- _Source extract_:

────

These days, he’s wearing several hats at not only the cooperative, but in his vineyards, at Bodegas Diez Mérito, in his role at the Consejo Regulador, and most recently as one of the Magi on Three Kings Day. (For those of us in the US, it’s like Santa Claus only on a much grander, festive scale!) What’s humbling for me is that he always has time to be my friend. Salvador has offered me opportunities in my sherry exploration and education that I wouldn’t have created or planned otherwise! Let me share one of them with you from my most recent trip in September.

covijerez1I wanted to go back to Covijerez to see it in full swing during harvest! This is where the majority of grapes are trucked in and processed for press and often for the first stages of fermentation. This is the perfect resource of modern technology to help when harvest has to happen quickly to maintain standards set by the Consejo Regulador. Most wineries transfer their bulk grapes in dumper trucks, which are weighed before pressing to monitor the yield requirements set by the Consejo for quality control purposes.

────

- _Data records_:
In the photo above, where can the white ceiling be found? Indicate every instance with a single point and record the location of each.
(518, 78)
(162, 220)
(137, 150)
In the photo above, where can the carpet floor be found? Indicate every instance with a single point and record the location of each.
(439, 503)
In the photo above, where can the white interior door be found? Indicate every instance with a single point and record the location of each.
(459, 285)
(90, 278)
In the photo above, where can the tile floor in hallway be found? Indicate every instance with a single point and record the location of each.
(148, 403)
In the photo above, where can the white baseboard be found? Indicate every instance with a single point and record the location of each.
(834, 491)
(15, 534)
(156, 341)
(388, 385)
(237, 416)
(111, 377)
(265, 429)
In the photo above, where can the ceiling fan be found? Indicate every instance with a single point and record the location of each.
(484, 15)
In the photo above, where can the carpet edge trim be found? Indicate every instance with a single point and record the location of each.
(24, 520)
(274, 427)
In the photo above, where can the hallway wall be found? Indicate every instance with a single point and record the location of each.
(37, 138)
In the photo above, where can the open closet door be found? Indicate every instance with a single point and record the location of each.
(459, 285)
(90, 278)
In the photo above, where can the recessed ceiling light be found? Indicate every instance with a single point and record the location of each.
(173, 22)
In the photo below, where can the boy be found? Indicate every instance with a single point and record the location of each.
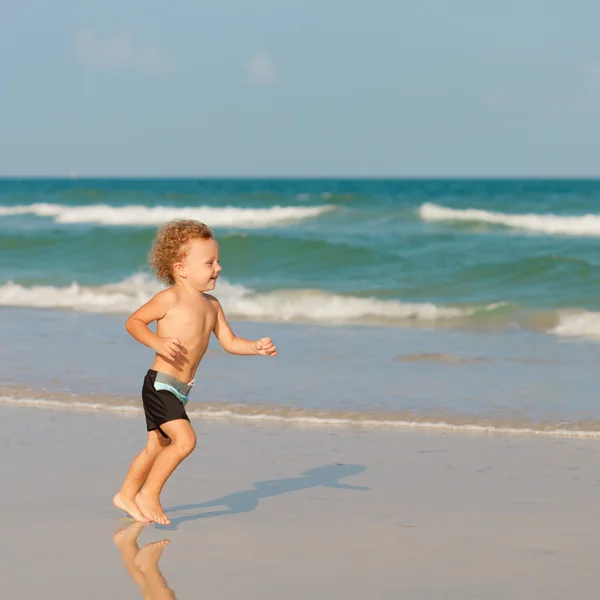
(185, 255)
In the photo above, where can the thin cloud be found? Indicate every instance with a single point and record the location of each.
(261, 70)
(117, 53)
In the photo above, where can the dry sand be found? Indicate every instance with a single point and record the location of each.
(278, 512)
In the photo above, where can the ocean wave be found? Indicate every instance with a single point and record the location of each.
(584, 225)
(139, 215)
(288, 415)
(304, 305)
(577, 324)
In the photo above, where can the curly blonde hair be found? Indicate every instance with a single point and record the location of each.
(170, 245)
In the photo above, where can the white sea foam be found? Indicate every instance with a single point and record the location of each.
(584, 225)
(578, 324)
(226, 216)
(354, 419)
(238, 302)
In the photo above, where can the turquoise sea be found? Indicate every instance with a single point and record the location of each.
(472, 295)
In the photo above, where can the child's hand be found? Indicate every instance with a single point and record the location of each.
(169, 348)
(266, 347)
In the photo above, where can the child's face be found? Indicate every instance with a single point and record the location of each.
(200, 268)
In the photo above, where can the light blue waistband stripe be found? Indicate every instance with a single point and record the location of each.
(173, 385)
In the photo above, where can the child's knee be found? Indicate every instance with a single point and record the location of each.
(156, 443)
(186, 443)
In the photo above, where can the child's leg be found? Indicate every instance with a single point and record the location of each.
(126, 541)
(147, 563)
(137, 474)
(184, 441)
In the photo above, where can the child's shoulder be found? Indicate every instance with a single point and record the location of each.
(165, 297)
(211, 299)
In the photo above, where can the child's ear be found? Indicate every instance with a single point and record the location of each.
(179, 269)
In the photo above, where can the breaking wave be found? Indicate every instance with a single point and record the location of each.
(289, 415)
(237, 300)
(226, 216)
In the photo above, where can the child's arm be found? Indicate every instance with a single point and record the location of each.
(153, 310)
(236, 345)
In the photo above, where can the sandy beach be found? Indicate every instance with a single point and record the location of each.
(280, 511)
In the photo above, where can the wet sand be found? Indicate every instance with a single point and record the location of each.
(278, 511)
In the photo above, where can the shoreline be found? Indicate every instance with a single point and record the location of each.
(327, 512)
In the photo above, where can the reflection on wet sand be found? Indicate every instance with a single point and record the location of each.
(142, 564)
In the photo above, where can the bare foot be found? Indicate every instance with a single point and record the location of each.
(151, 509)
(128, 534)
(130, 507)
(147, 558)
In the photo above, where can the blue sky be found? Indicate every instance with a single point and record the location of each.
(311, 88)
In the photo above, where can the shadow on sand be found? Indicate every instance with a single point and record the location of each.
(247, 500)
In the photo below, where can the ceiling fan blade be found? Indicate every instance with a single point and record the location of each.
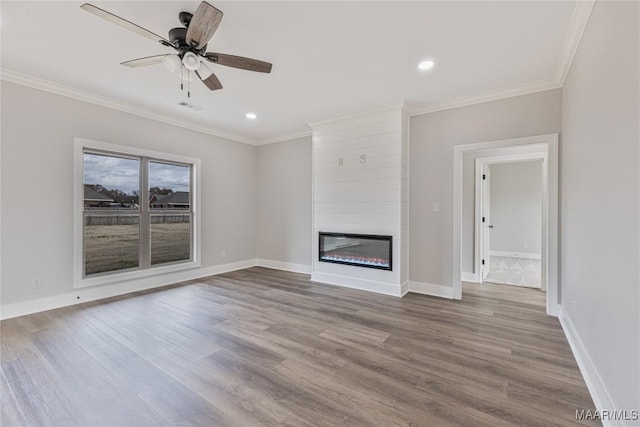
(211, 82)
(203, 24)
(124, 23)
(143, 62)
(239, 62)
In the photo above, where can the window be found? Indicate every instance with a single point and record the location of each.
(137, 213)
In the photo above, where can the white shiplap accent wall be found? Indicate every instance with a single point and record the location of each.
(365, 198)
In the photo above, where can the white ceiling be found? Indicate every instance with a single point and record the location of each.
(330, 59)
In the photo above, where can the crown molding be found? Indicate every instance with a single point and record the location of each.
(284, 138)
(493, 95)
(81, 95)
(579, 20)
(395, 107)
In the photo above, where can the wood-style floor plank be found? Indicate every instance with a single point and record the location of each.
(264, 347)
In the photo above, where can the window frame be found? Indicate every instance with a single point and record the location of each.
(145, 156)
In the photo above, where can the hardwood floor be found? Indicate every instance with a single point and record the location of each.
(265, 347)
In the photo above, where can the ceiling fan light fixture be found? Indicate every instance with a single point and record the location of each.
(190, 61)
(172, 63)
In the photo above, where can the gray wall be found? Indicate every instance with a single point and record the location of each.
(516, 207)
(38, 130)
(284, 201)
(600, 195)
(432, 137)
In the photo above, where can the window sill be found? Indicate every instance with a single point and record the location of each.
(130, 275)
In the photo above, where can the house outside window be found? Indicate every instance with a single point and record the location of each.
(137, 215)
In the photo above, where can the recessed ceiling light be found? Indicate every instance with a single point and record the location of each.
(426, 65)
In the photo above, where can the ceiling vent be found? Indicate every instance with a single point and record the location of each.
(189, 106)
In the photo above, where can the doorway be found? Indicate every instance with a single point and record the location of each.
(546, 147)
(508, 220)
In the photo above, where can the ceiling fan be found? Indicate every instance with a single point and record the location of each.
(190, 43)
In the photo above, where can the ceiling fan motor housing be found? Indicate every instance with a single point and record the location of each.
(178, 36)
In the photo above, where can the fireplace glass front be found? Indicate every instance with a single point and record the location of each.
(363, 250)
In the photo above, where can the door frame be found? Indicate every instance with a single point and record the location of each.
(549, 145)
(480, 164)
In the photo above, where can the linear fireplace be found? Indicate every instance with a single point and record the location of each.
(362, 250)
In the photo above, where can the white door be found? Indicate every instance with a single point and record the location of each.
(485, 221)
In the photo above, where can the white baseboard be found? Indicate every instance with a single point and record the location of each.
(354, 283)
(469, 277)
(431, 289)
(286, 266)
(525, 255)
(81, 295)
(597, 389)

────

- _Your objective_:
Write out the sherry text word for word from "covijerez1I wanted to" to "quality control purposes.".

- _Exercise response_:
covijerez1I wanted to go back to Covijerez to see it in full swing during harvest! This is where the majority of grapes are trucked in and processed for press and often for the first stages of fermentation. This is the perfect resource of modern technology to help when harvest has to happen quickly to maintain standards set by the Consejo Regulador. Most wineries transfer their bulk grapes in dumper trucks, which are weighed before pressing to monitor the yield requirements set by the Consejo for quality control purposes.